> _Work to do_
In the excerpt on Scotland's budget cuts, what is the half-billion-pound cut for 2010-11 said to be roughly equivalent to?

However, the scale of the current downturn underlines how necessary it is for the Scottish Government to have the full range of fiscal levers which any normal independent country takes for granted.

But until the people of Scotland are given the chance to claim those powers in the democratic referendum that we are offering, the country remains adversely affected by decisions taken at Westminster.

Those decisions, as borne out conclusively by Labour's Pre-Budget Report last week, have been made with scant regard to Scotland's interests. How else can we explain the move to cut half a billion pounds – roughly equivalent to half the annual universities budget or the entire prisons budget – from our finances in 2010-11? That cut will be repeated the following year, resulting in a one billion pound double whammy to Scotland.

Labour does not even dispute that these massive cuts are coming. Their Holyrood leader, Iain Gray, has said Scotland "must take its share" of cutbacks.

Object position labeling entries
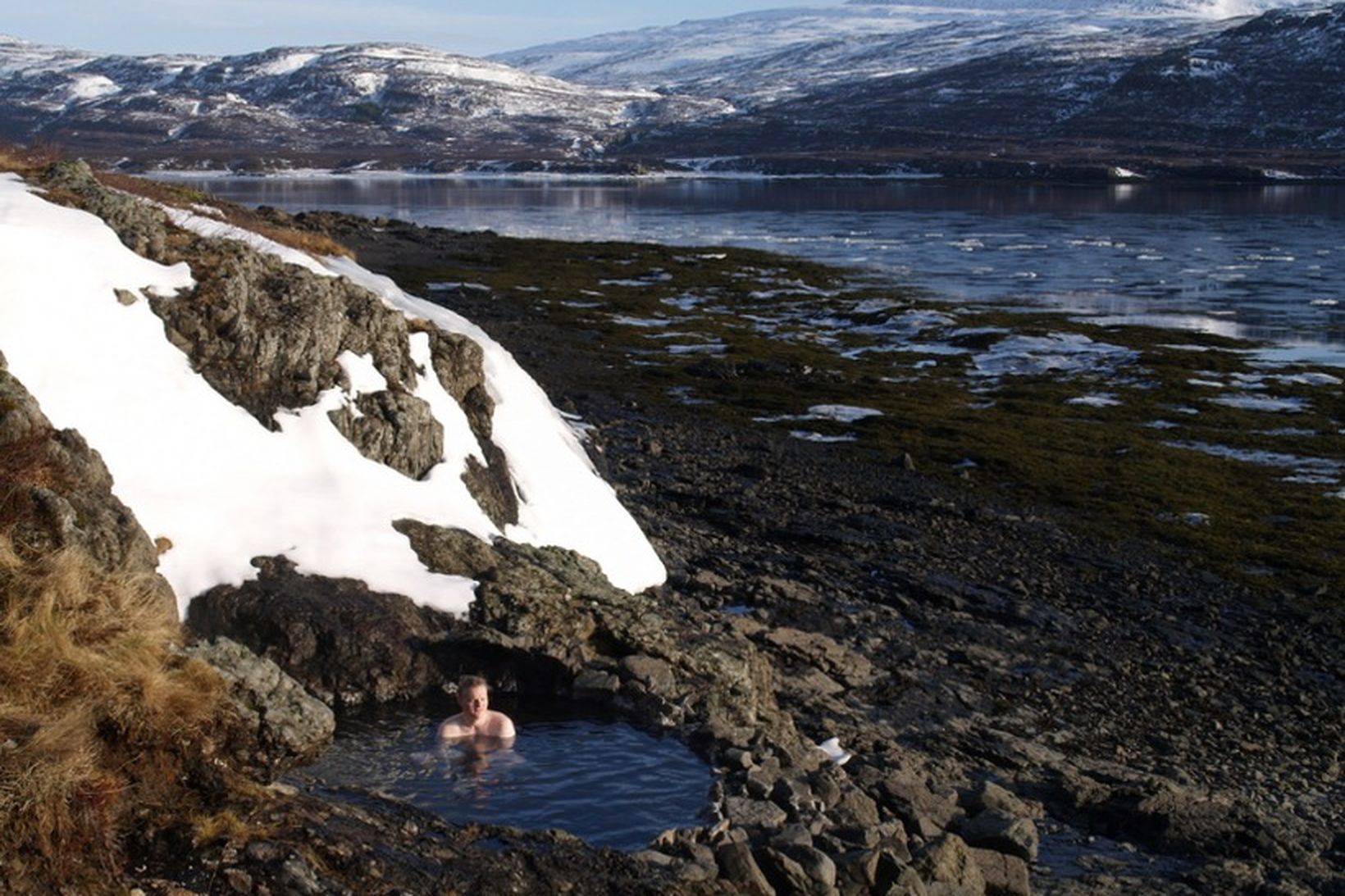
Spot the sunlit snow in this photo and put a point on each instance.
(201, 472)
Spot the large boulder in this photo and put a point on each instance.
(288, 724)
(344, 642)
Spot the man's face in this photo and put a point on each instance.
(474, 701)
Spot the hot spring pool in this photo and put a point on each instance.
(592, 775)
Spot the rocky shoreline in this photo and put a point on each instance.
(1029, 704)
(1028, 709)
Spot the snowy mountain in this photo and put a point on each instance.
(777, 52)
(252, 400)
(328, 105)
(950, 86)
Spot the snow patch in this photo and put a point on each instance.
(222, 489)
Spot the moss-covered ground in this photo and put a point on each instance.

> _Full solution_
Roughly half the annual universities budget or the entire prisons budget.